▶ _À FAIRE_
(1) Recopiez, s'il vous plaît, le passage de l'extrait sur la force majeure en commençant à « Ainsi, est considéré » et en terminant à « pouvez rien faire. ».
(2) Relevez dans l'extrait sur la force majeure tous les événements dont la jurisprudence a jugé qu'ils ne justifiaient pas la rupture de contrats de travail pour force majeure.

──────── EXTRAIT DU TEXTE

Voilà un terme juridique sans doute un peu abstrait pour le chef d’entreprise que vous êtes. 

Pour faire simple, en matière de droit du travail, les juges appliquent strictement les conditions de la force majeure, telles que définie par l’article 1218 du code civil. 

Ainsi, est considéré comme un cas de force majeure, un événement : 

  • dont vous n’êtes pas responsable (ni votre salarié),
  • imprévisible, c’est-à-dire suffisamment anormal, soudain et rare au moment de la signature du contrat de travail,
  • et contre lequel vous ne pouvez rien faire.

Dans quel cas peut-on invoquer la force majeure pour rompre un contrat de travail ?

Que dit la jurisprudence ?

Par le passé, les tribunaux ont considéré qu’une liquidation judiciaire ou une interruption d’activité ne justifiait pas la résiliation d’un contrat de travail pour cause de force majeure. 

De la même manière, l’arrêt d’un chantier pour cause de sécheresse ne constitue pas un événement suffisamment imprévisible, justifiant la résiliation des contrats de travail des ouvriers.

────────────────
──────── DONNÉES SOURCES

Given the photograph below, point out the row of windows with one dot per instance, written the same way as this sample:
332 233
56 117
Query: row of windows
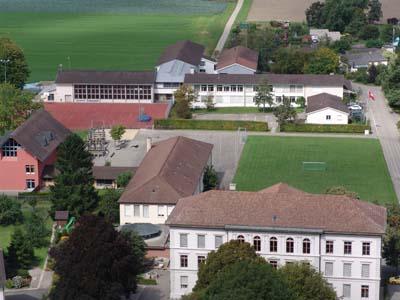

────────────────

▶ _CORRIGÉ DES EXERCICES_
(1)
Ainsi, est considéré comme un cas de force majeure, un événement : 

  • dont vous n’êtes pas responsable (ni votre salarié),
  • imprévisible, c’est-à-dire suffisamment anormal, soudain et rare au moment de la signature du contrat de travail,
  • et contre lequel vous ne pouvez rien faire.

(2)
- une liquidation judiciaire
- une interruption d'activité
- l'arrêt d'un chantier pour cause de sécheresse